== Rows ==
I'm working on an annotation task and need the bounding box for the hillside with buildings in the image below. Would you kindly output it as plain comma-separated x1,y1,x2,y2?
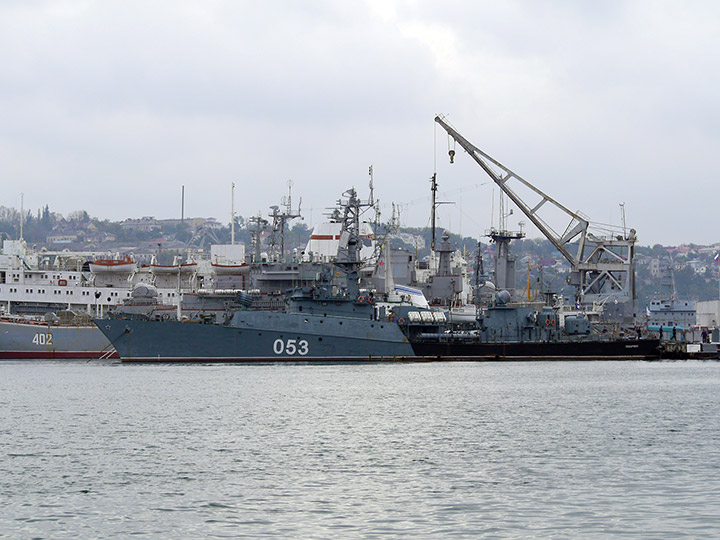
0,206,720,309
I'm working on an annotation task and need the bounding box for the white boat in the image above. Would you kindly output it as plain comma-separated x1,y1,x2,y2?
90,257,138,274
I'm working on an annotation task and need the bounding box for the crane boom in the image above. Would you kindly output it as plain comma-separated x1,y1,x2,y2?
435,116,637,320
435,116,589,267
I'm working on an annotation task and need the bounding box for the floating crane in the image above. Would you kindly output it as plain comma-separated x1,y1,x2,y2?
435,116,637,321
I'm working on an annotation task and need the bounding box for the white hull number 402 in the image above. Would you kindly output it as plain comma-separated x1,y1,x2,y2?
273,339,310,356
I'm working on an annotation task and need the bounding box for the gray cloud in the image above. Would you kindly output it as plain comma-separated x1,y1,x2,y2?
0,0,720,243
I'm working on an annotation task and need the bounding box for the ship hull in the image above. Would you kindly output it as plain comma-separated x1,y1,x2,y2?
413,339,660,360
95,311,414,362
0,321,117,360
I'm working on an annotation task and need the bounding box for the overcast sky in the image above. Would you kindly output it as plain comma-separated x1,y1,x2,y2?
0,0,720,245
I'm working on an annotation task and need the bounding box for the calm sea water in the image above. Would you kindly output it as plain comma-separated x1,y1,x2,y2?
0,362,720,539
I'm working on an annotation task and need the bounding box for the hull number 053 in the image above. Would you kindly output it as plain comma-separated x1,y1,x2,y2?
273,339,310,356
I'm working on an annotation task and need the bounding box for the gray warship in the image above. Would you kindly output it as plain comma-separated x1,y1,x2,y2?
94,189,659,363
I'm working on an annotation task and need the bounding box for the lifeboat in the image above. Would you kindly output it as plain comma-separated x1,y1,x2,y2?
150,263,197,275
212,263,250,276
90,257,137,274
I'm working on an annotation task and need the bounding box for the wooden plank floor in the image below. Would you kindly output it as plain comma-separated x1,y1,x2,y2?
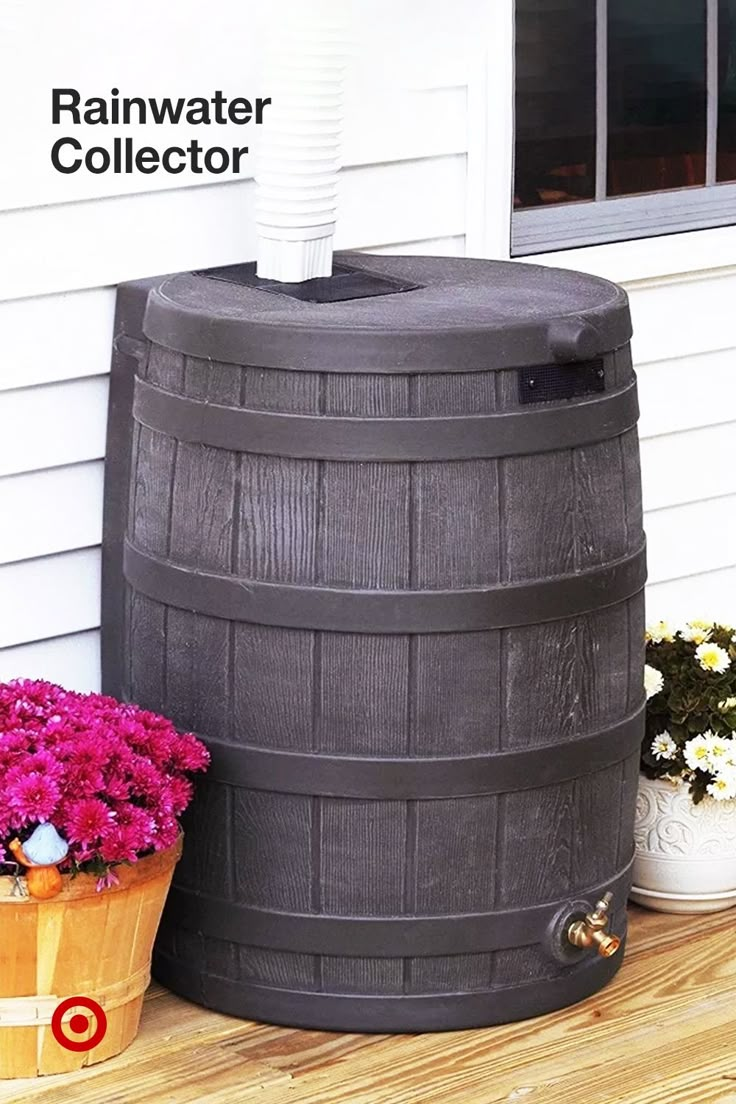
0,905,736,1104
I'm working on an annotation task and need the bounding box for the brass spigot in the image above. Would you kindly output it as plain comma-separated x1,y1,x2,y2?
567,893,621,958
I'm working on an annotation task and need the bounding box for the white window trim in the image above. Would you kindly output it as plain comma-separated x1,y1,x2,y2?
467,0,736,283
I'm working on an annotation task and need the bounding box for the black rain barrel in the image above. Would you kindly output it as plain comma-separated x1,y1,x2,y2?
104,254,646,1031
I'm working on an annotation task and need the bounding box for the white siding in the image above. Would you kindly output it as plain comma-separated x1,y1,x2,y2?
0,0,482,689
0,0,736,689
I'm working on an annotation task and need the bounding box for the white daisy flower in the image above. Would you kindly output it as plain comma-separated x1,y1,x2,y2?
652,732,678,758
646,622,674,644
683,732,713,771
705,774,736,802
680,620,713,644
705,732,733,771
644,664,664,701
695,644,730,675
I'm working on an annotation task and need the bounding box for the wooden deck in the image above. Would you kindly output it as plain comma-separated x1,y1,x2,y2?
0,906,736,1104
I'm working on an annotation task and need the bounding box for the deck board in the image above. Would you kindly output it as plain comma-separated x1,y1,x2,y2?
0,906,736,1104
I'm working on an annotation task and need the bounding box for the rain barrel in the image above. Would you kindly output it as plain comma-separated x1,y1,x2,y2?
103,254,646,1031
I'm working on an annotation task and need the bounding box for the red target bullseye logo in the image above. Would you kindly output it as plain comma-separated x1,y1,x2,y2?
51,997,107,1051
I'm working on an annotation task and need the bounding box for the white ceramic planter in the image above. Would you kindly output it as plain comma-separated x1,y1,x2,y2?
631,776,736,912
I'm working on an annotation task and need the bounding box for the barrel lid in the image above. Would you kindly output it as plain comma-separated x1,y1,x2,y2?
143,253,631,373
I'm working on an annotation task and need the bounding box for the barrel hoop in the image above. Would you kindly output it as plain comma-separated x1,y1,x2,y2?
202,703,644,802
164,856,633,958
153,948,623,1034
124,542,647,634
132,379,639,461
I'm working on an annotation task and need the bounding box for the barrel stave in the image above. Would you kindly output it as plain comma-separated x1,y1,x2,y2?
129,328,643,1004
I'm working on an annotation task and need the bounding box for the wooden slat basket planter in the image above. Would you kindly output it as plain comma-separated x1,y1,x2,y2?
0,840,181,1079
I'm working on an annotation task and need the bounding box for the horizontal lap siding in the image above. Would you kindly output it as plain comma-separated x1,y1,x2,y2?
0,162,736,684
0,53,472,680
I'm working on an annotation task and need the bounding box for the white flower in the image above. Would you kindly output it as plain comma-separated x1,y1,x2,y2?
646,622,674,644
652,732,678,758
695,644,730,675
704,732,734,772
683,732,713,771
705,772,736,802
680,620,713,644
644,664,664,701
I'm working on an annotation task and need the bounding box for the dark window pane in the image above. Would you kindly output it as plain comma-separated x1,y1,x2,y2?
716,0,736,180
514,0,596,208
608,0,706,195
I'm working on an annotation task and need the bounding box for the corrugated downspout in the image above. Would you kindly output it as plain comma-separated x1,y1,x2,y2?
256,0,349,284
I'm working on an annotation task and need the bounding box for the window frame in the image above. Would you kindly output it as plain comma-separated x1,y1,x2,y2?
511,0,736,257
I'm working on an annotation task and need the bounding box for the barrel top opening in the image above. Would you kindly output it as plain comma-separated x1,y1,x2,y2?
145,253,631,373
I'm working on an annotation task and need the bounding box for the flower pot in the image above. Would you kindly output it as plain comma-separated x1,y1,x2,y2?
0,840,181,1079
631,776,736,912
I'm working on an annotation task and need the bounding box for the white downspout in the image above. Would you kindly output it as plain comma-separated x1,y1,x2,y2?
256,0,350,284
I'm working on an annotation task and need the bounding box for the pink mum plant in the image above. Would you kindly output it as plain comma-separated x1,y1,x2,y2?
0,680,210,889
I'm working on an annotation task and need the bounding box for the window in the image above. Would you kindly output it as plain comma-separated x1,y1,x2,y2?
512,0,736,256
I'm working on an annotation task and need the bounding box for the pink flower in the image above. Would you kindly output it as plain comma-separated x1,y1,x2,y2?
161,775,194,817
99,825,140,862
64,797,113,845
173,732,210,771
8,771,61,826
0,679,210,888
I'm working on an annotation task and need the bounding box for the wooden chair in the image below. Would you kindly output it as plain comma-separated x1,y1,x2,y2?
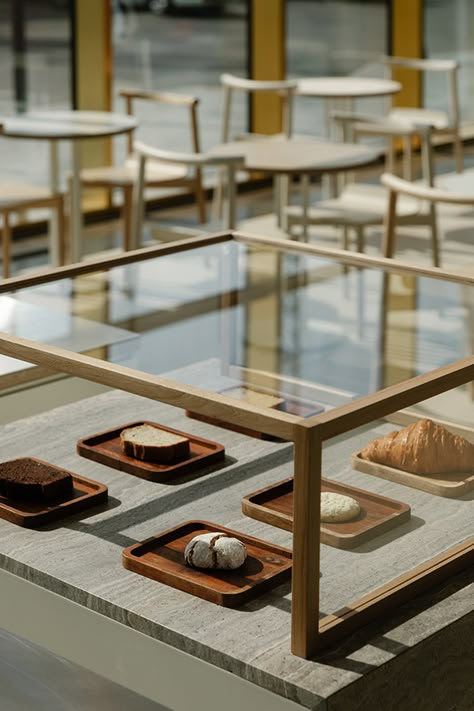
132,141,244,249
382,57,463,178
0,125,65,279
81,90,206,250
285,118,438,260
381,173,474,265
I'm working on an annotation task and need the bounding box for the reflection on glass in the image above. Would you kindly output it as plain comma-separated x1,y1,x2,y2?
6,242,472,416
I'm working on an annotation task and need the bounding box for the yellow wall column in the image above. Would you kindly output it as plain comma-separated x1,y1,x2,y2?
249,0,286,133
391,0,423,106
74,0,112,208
===
== Rows ==
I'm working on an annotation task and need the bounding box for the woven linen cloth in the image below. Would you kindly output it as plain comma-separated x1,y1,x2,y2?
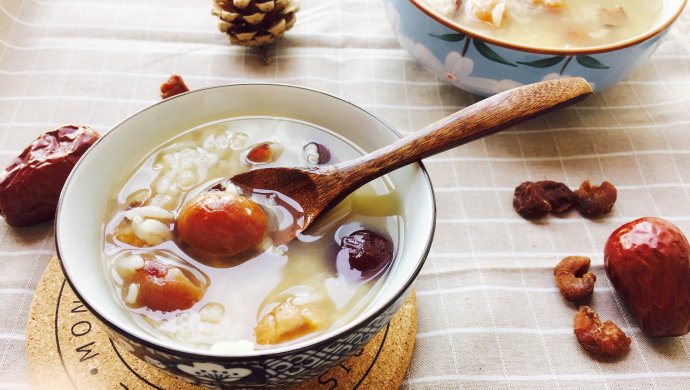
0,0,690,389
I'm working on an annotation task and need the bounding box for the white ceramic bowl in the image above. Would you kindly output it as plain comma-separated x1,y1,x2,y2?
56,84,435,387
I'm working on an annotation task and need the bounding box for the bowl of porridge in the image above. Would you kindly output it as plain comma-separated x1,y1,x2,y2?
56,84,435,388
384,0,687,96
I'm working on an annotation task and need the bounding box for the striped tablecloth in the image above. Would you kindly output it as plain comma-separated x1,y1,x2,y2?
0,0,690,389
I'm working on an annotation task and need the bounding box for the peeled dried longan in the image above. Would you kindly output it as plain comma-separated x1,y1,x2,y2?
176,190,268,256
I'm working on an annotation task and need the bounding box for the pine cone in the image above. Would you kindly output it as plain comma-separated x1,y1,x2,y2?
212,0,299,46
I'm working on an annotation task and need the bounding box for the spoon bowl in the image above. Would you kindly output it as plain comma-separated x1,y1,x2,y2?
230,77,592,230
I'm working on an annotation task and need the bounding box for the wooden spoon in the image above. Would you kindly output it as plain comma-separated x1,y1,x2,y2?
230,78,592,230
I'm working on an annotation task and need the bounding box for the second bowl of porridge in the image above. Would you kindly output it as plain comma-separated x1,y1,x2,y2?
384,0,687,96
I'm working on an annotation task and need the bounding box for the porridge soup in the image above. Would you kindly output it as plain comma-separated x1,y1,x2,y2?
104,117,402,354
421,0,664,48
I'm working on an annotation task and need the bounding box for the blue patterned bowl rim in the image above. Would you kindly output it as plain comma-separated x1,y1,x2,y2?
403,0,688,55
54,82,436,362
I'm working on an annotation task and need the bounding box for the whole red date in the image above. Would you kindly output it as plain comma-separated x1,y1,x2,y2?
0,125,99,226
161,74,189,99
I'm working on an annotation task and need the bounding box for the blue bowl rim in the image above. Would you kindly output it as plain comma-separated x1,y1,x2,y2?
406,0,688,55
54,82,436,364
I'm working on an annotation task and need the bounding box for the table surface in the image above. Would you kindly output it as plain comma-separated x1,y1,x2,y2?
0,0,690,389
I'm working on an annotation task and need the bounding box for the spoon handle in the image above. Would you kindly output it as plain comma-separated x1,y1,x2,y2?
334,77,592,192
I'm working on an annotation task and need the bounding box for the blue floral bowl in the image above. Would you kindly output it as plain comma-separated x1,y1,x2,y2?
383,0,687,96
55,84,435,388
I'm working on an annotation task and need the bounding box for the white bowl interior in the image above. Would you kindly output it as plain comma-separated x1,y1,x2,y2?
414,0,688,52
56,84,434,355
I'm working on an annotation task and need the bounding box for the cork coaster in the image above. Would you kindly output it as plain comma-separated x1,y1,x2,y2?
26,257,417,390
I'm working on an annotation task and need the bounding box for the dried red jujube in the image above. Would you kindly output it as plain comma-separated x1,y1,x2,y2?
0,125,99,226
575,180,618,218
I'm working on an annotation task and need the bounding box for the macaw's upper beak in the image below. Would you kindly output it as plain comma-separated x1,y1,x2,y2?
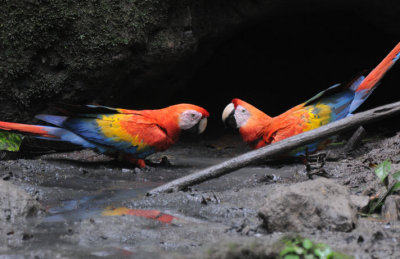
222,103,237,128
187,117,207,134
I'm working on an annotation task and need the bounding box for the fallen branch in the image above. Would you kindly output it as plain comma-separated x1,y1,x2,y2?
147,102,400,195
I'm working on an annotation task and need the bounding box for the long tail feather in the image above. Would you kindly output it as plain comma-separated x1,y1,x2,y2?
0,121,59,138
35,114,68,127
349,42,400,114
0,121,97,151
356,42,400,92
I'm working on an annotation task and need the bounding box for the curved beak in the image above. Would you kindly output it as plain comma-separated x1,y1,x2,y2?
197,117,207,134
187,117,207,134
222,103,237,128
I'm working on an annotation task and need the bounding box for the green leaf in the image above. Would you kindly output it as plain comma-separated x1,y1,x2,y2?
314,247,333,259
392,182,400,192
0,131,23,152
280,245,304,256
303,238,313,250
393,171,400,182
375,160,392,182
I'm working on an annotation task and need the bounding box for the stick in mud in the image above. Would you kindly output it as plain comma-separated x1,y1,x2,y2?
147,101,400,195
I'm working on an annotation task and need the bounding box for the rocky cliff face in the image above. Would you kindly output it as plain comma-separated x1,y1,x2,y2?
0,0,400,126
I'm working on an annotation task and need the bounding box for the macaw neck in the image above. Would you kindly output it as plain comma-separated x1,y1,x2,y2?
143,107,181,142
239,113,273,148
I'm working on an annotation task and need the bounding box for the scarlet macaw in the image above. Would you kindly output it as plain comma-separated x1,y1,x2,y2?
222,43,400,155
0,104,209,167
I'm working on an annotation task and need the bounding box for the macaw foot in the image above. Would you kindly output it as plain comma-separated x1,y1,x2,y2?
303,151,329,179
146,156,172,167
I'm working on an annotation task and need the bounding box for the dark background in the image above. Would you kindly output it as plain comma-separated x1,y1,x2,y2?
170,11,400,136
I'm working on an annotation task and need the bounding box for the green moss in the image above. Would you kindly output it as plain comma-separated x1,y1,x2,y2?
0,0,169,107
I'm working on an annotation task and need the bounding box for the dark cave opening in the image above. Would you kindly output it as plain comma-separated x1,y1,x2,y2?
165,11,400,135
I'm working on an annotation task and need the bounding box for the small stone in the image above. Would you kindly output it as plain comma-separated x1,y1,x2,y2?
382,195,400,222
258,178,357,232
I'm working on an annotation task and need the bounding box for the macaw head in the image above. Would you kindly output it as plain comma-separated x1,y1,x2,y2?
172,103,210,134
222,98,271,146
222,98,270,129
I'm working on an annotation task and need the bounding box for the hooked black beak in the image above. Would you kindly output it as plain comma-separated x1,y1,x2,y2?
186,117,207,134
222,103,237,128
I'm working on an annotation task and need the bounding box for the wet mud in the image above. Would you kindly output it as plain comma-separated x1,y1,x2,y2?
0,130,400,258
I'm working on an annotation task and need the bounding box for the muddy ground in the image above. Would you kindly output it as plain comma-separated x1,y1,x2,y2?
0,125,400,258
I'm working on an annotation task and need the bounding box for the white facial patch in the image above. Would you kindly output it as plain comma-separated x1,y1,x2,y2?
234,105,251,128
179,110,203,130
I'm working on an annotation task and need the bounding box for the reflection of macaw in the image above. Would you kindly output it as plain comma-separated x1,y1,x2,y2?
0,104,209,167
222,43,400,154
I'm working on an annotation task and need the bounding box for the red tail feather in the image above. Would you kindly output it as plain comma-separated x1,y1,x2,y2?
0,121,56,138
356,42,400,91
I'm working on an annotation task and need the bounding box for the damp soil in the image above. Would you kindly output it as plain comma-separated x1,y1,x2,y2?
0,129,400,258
===
== Rows ==
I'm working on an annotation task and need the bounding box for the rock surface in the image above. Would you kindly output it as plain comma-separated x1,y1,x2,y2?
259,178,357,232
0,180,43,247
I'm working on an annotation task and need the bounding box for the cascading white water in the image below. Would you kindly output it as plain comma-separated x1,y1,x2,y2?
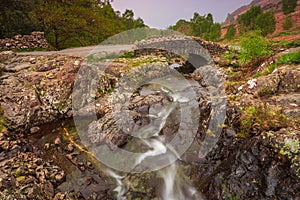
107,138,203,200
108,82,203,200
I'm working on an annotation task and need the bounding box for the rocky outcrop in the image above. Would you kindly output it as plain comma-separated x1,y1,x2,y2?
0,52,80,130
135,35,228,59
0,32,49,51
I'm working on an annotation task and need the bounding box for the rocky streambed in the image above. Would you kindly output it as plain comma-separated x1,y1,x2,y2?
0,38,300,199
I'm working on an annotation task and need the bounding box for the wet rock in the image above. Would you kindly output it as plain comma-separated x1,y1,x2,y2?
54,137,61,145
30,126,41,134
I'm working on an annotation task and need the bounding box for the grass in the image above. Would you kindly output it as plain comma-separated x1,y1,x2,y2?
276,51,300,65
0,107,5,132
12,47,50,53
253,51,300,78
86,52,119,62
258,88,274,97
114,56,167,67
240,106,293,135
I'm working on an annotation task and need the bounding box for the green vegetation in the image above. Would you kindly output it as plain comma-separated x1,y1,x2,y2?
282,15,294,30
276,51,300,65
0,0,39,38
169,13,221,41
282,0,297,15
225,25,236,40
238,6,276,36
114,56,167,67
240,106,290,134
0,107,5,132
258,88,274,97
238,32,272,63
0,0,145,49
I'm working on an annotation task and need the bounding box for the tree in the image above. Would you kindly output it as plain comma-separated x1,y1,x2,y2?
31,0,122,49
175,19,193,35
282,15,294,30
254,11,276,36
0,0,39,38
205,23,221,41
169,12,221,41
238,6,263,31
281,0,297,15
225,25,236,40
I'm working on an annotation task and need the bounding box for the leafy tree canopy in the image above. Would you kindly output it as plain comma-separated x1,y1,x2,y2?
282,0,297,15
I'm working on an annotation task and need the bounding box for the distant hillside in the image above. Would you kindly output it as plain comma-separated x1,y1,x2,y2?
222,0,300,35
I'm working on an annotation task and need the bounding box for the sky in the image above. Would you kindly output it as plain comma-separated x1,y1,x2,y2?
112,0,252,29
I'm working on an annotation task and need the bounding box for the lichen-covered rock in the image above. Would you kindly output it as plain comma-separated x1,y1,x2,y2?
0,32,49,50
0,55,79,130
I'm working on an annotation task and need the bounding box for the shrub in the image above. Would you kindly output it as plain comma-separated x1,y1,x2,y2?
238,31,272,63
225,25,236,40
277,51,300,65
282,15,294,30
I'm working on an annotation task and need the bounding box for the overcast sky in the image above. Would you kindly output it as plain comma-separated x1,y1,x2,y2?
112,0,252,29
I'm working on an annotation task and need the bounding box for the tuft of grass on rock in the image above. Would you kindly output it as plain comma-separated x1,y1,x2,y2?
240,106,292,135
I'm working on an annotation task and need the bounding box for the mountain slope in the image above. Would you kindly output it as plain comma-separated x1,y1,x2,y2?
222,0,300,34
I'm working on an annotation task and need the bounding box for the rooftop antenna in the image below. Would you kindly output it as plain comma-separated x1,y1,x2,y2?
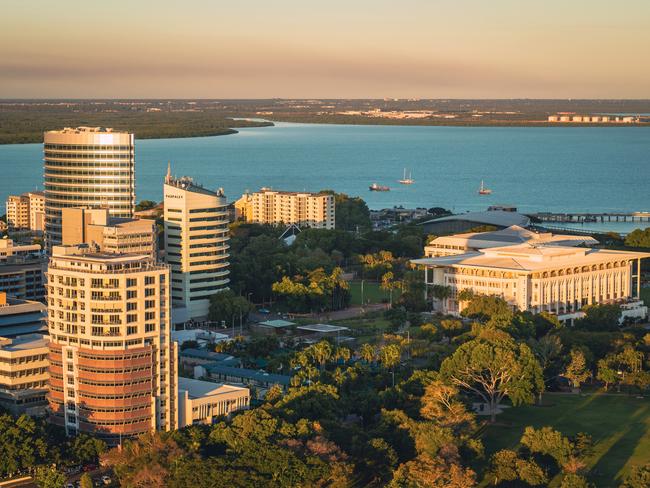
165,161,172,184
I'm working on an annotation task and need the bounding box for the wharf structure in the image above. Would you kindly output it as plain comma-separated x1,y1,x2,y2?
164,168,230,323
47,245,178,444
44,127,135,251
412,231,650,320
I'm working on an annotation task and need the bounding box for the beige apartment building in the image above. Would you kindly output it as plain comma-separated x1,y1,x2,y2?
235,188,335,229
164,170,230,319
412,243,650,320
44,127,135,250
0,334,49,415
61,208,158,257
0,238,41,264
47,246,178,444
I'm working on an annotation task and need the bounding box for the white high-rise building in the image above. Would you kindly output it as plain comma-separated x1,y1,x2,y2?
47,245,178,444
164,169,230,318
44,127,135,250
===
Exercise task: Copy out the items from the line that has "the green moss" through the line that has "165,11,400,135", swapping "dark cave opening" for "shadowy cave mouth" and changing nothing else. Give only those lines.

The answer:
I'm working on an annotation task and need the bounding box for the green moss in the image above. Would you kindly output it as plain comma-separated x1,y1,x2,y2?
0,0,169,107
I'm working on an annotation task and need the bounding box for the shadowy cave mouth in the image above. Would you kindly output it as plain comma-separated x1,y1,x2,y2?
165,11,400,135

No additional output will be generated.